(Extracted material Opens)

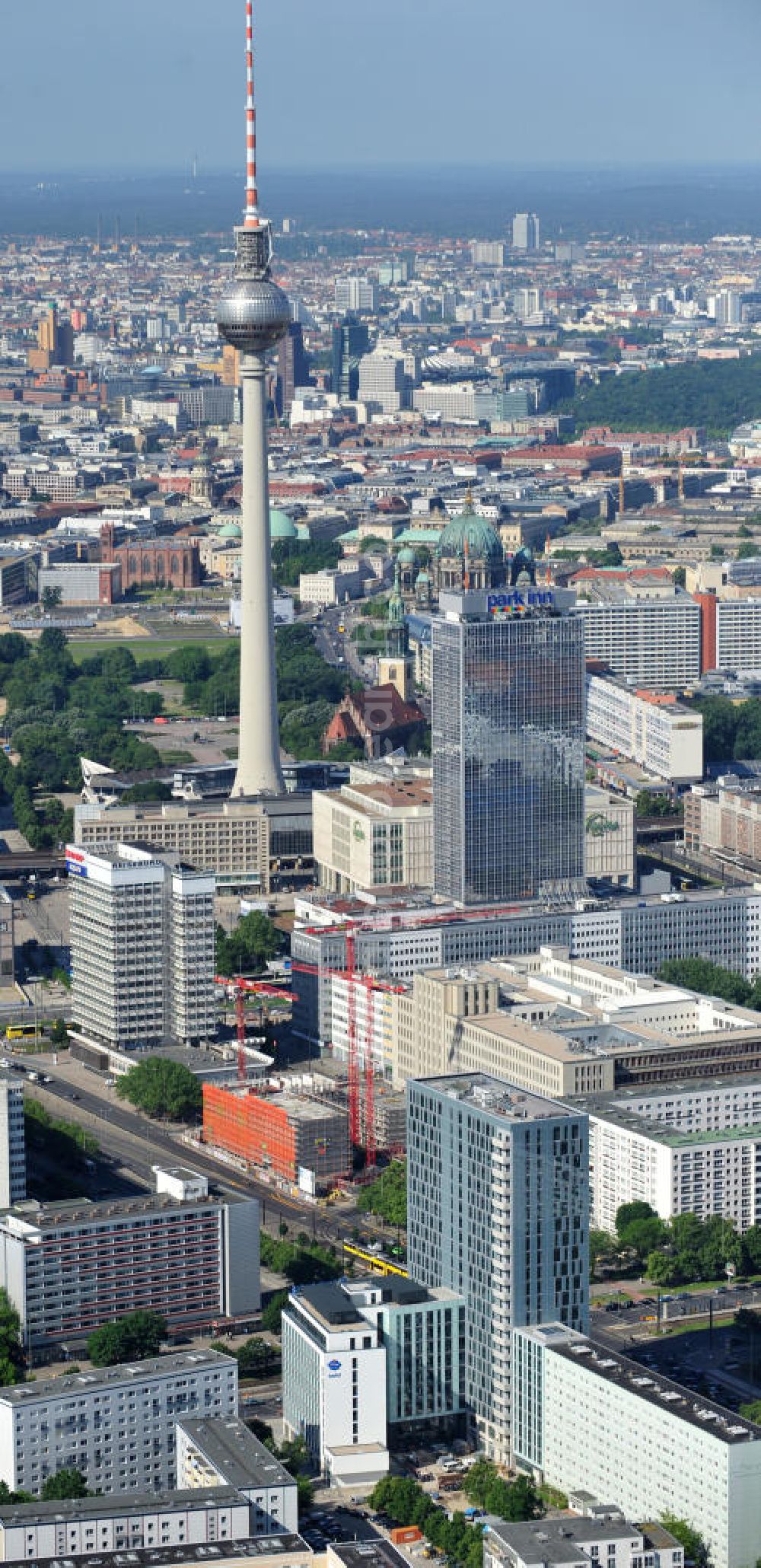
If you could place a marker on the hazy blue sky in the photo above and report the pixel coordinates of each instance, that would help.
(350, 82)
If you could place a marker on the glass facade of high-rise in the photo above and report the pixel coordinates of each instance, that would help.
(509, 720)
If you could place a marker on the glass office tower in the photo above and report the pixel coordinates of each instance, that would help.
(509, 720)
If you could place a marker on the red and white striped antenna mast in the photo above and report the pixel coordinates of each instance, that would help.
(251, 211)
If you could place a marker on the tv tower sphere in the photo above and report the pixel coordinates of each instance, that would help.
(253, 314)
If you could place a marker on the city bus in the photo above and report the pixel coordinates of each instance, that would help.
(375, 1263)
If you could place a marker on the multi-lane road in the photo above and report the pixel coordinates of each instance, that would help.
(135, 1143)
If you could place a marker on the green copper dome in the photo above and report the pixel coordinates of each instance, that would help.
(471, 534)
(282, 527)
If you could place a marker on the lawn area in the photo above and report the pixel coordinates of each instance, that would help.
(142, 646)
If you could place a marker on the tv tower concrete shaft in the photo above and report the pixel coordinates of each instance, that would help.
(253, 316)
(260, 767)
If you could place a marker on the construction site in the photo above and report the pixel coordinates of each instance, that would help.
(313, 1128)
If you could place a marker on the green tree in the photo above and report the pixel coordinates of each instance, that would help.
(131, 1338)
(13, 1496)
(387, 1197)
(162, 1088)
(11, 1353)
(661, 1269)
(272, 1313)
(700, 974)
(250, 946)
(696, 1550)
(256, 1358)
(65, 1484)
(601, 1245)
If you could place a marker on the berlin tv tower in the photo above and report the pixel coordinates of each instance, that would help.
(253, 316)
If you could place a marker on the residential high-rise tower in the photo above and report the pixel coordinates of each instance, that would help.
(498, 1183)
(253, 316)
(142, 946)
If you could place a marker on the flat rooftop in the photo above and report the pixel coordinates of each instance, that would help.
(75, 1383)
(118, 1504)
(79, 1213)
(234, 1452)
(496, 1096)
(368, 1554)
(703, 1413)
(559, 1540)
(261, 1548)
(675, 1137)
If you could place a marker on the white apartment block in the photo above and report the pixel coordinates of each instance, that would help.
(115, 1424)
(72, 1266)
(703, 1173)
(143, 1522)
(13, 1158)
(586, 1418)
(335, 1383)
(604, 1540)
(653, 643)
(666, 739)
(738, 634)
(487, 253)
(242, 843)
(610, 838)
(355, 294)
(330, 587)
(369, 1356)
(374, 834)
(142, 943)
(681, 1148)
(217, 1452)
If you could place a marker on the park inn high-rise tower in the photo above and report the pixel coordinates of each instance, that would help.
(508, 742)
(253, 316)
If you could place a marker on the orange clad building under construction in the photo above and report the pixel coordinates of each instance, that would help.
(278, 1133)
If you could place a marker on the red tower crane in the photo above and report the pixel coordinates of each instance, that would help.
(369, 1078)
(242, 988)
(353, 1060)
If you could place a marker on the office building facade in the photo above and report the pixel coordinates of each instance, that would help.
(402, 1349)
(638, 936)
(526, 231)
(223, 1452)
(72, 1266)
(508, 744)
(587, 1418)
(601, 1538)
(142, 943)
(113, 1424)
(349, 343)
(664, 738)
(261, 844)
(292, 368)
(145, 1522)
(653, 643)
(498, 1184)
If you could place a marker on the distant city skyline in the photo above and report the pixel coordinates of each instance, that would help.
(342, 85)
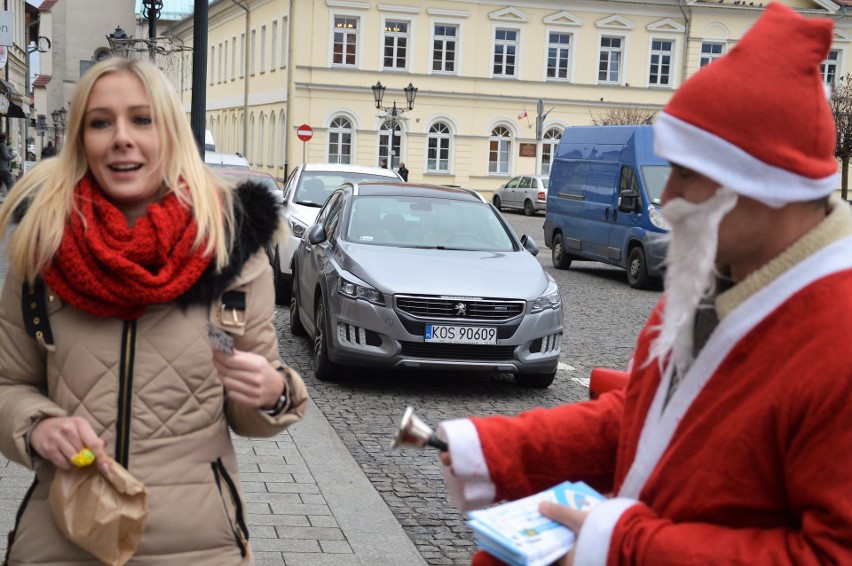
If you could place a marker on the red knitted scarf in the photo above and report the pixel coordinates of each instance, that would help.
(108, 269)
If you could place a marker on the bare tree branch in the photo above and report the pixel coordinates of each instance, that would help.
(623, 116)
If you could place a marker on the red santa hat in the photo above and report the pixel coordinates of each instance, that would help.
(757, 120)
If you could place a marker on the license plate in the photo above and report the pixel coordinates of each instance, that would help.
(461, 334)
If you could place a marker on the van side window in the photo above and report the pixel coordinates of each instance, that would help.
(628, 189)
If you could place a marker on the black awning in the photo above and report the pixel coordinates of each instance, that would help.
(17, 107)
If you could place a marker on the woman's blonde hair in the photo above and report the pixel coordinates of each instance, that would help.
(47, 191)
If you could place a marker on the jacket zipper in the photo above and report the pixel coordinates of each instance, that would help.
(125, 393)
(238, 526)
(18, 518)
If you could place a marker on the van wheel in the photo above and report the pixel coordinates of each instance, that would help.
(536, 380)
(637, 269)
(282, 290)
(557, 254)
(324, 368)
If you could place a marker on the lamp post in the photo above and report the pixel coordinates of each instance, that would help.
(58, 124)
(393, 111)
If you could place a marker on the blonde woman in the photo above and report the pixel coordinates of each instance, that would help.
(122, 250)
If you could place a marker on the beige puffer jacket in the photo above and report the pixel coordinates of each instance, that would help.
(149, 388)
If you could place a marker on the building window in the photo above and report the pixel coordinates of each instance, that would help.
(444, 48)
(270, 154)
(385, 143)
(345, 35)
(396, 44)
(828, 68)
(273, 51)
(710, 52)
(500, 150)
(340, 141)
(261, 138)
(438, 148)
(609, 65)
(253, 52)
(660, 72)
(558, 55)
(242, 54)
(505, 52)
(262, 49)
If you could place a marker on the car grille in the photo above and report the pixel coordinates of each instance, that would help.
(436, 308)
(457, 351)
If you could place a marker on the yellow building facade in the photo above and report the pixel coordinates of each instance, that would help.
(485, 73)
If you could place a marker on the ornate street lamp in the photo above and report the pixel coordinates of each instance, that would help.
(393, 111)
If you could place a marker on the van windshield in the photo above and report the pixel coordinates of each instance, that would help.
(655, 177)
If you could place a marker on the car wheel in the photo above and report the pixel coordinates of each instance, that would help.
(282, 289)
(637, 269)
(557, 254)
(296, 327)
(536, 380)
(324, 368)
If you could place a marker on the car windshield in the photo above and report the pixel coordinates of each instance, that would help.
(424, 222)
(316, 186)
(655, 177)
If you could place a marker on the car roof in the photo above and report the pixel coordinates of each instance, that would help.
(346, 167)
(379, 188)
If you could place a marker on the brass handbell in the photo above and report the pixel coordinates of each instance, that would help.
(414, 432)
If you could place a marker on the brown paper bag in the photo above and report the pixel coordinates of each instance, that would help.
(102, 513)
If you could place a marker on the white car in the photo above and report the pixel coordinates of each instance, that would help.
(305, 191)
(525, 192)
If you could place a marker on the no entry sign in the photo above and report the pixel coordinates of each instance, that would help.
(305, 132)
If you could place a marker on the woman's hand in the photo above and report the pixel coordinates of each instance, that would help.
(58, 439)
(249, 379)
(571, 518)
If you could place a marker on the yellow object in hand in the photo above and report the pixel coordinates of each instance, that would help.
(83, 458)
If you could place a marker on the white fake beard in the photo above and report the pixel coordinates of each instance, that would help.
(690, 273)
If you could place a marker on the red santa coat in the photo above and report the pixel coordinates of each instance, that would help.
(749, 463)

(Extracted material Closes)

Work to complete -> Only the text of the records belongs in the answer, printed exactly and without pictures.

Solution to this exercise ->
If you could place a marker on the hazy blue sky in the photo above and report the pixel coordinates of each instance, that would help.
(350, 82)
If you could place a marker on the glass facade of high-rise in the photo above and report the pixel coordinates of each instance, that would help.
(509, 720)
If you could place a marker on the glass office tower in the photo above and report the pixel coordinates of each instance, that would help.
(509, 720)
If you could place a marker on the red and white striped antenna mast in the photo above and report the pixel coordinates of each instance, that would help.
(251, 211)
If you could place a marker on the tv tower sphere in the photo above and report the pixel coordinates of each instance, that would help.
(253, 314)
If you could place a marker on the city bus in the photo above and report the pixel coordinates of each instance, that would help.
(375, 1263)
If you could place a marker on the multi-lane road in the photo above and report the pixel coordinates of each instance, that would help.
(135, 1143)
If you could place a marker on the green copper dome in the photo above and report the pixel coordinates of each instance, that would help.
(471, 534)
(282, 527)
If you could place a marker on the lawn area in the photo above and report the pixel coordinates of each instance, that would help.
(142, 646)
If you could place a marker on the tv tower concrete shaft in the photo above and report the pixel coordinates of each instance, that would help.
(253, 316)
(260, 767)
If you could place a marker on the construction site in the photo above and report the pixel coordinates of each instance, that would help.
(313, 1128)
If you could place a marker on the green tree in the photo above and report the pixel coordinates of each instance, that would help.
(131, 1338)
(13, 1496)
(387, 1197)
(162, 1088)
(11, 1353)
(661, 1269)
(272, 1313)
(700, 974)
(250, 946)
(696, 1550)
(256, 1358)
(65, 1484)
(601, 1245)
If you could place a marker on the berlin tv tower in the photo above and report the pixel coordinates of each instance, that would help.
(253, 316)
If you could place a marker on the residential high-rise tower in the photo above and report the pixel coordinates of each instance, that would help.
(498, 1183)
(253, 316)
(142, 946)
If you could place a marker on the flat rooftop in the photo above and report the pixel coordinates of each instance, that would help.
(75, 1383)
(118, 1504)
(79, 1213)
(234, 1452)
(496, 1096)
(368, 1554)
(703, 1413)
(559, 1540)
(261, 1548)
(675, 1137)
If you could place a marker on the white apartment block in the photo above and report the pixel coordinates of each instance, that would help.
(115, 1424)
(72, 1266)
(703, 1173)
(143, 1522)
(13, 1158)
(586, 1418)
(335, 1383)
(604, 1540)
(653, 643)
(666, 739)
(738, 634)
(487, 253)
(242, 843)
(610, 838)
(355, 294)
(330, 587)
(369, 1356)
(374, 834)
(142, 943)
(681, 1148)
(217, 1452)
If you could place a marker on the park inn high-rise tower in the photo above and report the pixel coordinates of each instance, that would help.
(508, 742)
(253, 316)
If you could place a marker on the orange clad building under construction in the photo above and report the pixel coordinates of each instance, that would help.
(278, 1133)
If you could place a marker on the red tower crane in the photo above and report the pixel coordinates of each instance, that would help.
(369, 1078)
(242, 988)
(353, 1060)
If you could place a marker on the office building facade in the photo above and report the pixel coordinates of each instance, that would help.
(402, 1349)
(638, 936)
(526, 231)
(223, 1452)
(72, 1266)
(508, 744)
(587, 1418)
(601, 1538)
(142, 943)
(113, 1424)
(349, 343)
(664, 738)
(261, 844)
(292, 368)
(145, 1522)
(653, 643)
(498, 1184)
If you could place a marker on the distant city skyline in the photo above and report the pixel coordinates of each instance, that would help.
(342, 85)
If you could place a marker on the red knitted scarf in the photo above and report the pixel coordinates of each instance, that would help.
(108, 269)
If you could place a marker on the bare tree branch in the photo above and report the pixel coordinates of each instance, that would help.
(623, 116)
If you could place a marker on the red santa hat in the photo above and report the pixel coordinates of each instance, that would help.
(757, 120)
If you could place a marker on the license plate in the photo above and report the pixel coordinates of each instance, that would help.
(461, 334)
If you could place a marker on the van side window in the photo above and report the pixel coordinates of each instance, that would help.
(628, 189)
If you could place a marker on the black awning in the photo above and report the pixel coordinates of each instance, that would help.
(17, 107)
If you could place a marker on the woman's blonde hair in the photo above and report the pixel coordinates of each instance, that would help.
(47, 191)
If you could place a marker on the jacket zipper in the photo above and report the pixel coordinates of each instance, that would help.
(125, 393)
(238, 526)
(18, 518)
If you could place a marker on the van wheel in the photo above and report the pixel coordinates of each instance, that would help.
(536, 380)
(637, 269)
(282, 290)
(557, 254)
(324, 368)
If you could place a marker on the lamp post in the photo above and report the pixel coordinates of each instance, that would help.
(58, 124)
(393, 111)
If you could place a marker on the blonde woman in the photo above and report the pixel coordinates of each instance, that would help.
(122, 250)
If you could place a marker on the beige puffer jacket in the photo above and report the pixel coordinates of each instance, that would help.
(149, 388)
If you could place a marker on the building window in the photo above and report the pixel coordinates of each instance, that would help.
(444, 48)
(270, 154)
(385, 143)
(345, 35)
(396, 44)
(828, 68)
(273, 51)
(710, 52)
(500, 150)
(340, 141)
(261, 138)
(438, 148)
(609, 65)
(253, 52)
(660, 72)
(558, 55)
(242, 54)
(505, 52)
(262, 49)
If you could place a marker on the car grille in the photo above and report the pixel coordinates of each instance, that would help.
(436, 308)
(457, 351)
If you could place a marker on the yellow building facade in the photo above and report the pixel coordinates of each instance, that would help.
(485, 73)
If you could place a marker on the ornate street lamp in the photo above and report the pixel coordinates of each instance, that would help.
(393, 111)
If you could place a marker on the van windshield in the photo above and report the pixel coordinates of each instance, that would help.
(655, 177)
If you could place a marker on the car wheel in the photo above and report the pixel coordinates of each instance, that would help.
(282, 289)
(637, 269)
(557, 254)
(296, 327)
(536, 380)
(324, 368)
If you could place a marker on the car windshield in the photo above and report the pixel coordinates of each instance, that would help.
(424, 222)
(316, 186)
(655, 177)
If you could place a marker on the car roof in the photo above and report the pixel coordinates of each instance, that would help.
(346, 167)
(379, 188)
If you could place a marker on the brass handbell in the photo above and report the pixel coordinates of each instance, that would help.
(414, 432)
If you could place a marker on the brown paper bag in the photo above and report the pixel coordinates of each instance, that would help.
(102, 513)
If you could place a marker on the white car in the photo above and report the pixel coordinates of each instance, that would help.
(305, 191)
(525, 192)
If you could place a marker on the no entry sign in the photo above and report the pixel coordinates of each instance, that would help.
(305, 132)
If you could place a marker on the woman's hand in the photo above and report the pixel coordinates of each instance, that would help.
(58, 439)
(249, 379)
(571, 518)
If you could place a marker on the yellow object in hand in the photo above and report the pixel coordinates of each instance, that would help.
(83, 458)
If you could place a marker on the white fake beard in the photo above and report the pixel coordinates of each instance, that would help.
(690, 273)
If you could place a marker on the red santa coat in the photo above and report the pixel coordinates of each instance, that would help.
(749, 463)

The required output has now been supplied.